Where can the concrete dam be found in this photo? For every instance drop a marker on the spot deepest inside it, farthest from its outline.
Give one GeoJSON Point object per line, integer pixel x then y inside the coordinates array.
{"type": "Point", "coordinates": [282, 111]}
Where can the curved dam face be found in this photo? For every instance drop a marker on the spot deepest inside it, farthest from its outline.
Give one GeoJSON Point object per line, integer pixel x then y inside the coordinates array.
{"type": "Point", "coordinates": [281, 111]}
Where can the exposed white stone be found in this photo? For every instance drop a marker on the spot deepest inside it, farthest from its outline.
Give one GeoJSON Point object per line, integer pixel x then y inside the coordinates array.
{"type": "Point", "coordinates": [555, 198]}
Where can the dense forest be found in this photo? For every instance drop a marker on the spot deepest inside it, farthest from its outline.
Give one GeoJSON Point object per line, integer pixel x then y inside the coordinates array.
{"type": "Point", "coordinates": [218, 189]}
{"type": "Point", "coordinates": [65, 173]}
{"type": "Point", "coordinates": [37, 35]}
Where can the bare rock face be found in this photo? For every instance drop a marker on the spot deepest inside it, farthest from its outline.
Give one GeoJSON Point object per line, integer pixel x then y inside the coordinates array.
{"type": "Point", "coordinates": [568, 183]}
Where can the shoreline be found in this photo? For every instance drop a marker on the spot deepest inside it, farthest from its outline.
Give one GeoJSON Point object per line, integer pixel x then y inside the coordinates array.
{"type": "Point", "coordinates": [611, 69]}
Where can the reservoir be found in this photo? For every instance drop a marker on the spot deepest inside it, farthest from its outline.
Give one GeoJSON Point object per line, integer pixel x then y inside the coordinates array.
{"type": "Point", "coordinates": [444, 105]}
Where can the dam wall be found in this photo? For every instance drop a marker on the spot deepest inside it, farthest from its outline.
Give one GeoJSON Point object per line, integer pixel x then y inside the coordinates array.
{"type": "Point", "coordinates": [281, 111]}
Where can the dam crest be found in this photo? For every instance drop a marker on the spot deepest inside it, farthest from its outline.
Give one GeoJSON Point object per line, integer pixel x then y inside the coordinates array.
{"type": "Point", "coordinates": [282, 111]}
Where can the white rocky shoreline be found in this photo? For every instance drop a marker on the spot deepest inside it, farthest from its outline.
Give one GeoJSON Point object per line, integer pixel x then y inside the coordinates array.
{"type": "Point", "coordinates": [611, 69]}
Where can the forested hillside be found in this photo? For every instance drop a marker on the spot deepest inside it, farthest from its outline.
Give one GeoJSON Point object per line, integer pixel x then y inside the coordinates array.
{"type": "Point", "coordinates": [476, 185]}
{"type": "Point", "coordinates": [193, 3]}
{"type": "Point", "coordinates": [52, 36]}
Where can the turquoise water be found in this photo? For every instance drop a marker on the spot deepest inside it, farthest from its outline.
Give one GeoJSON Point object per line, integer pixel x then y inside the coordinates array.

--- --- ---

EXERCISE AIM:
Repeat only the stretch of lines that opens with the line containing "Where can the white" and closes with the final line of the entries, both included, exactly as written.

EXERCISE ANSWER:
Where can the white rocky shoreline be found in this photo? For every instance drop a marker on the spot deepest inside it, farthest from its outline.
Give one GeoJSON Point object per line, integer pixel x then y inside the coordinates array.
{"type": "Point", "coordinates": [611, 69]}
Where can the forested hillside be found in this photo? For every instance drop a marker on the spot deepest inside it, farthest from its outline.
Give one GeoJSON Point object per line, integer pixel x then y inside the coordinates array.
{"type": "Point", "coordinates": [476, 185]}
{"type": "Point", "coordinates": [193, 3]}
{"type": "Point", "coordinates": [52, 36]}
Where can the turquoise water be found in this photo? For every instance drop a marker on the spot deepest inside it, farthest from its outline.
Give one GeoJSON Point object per line, integer pixel x then y inside the coordinates array.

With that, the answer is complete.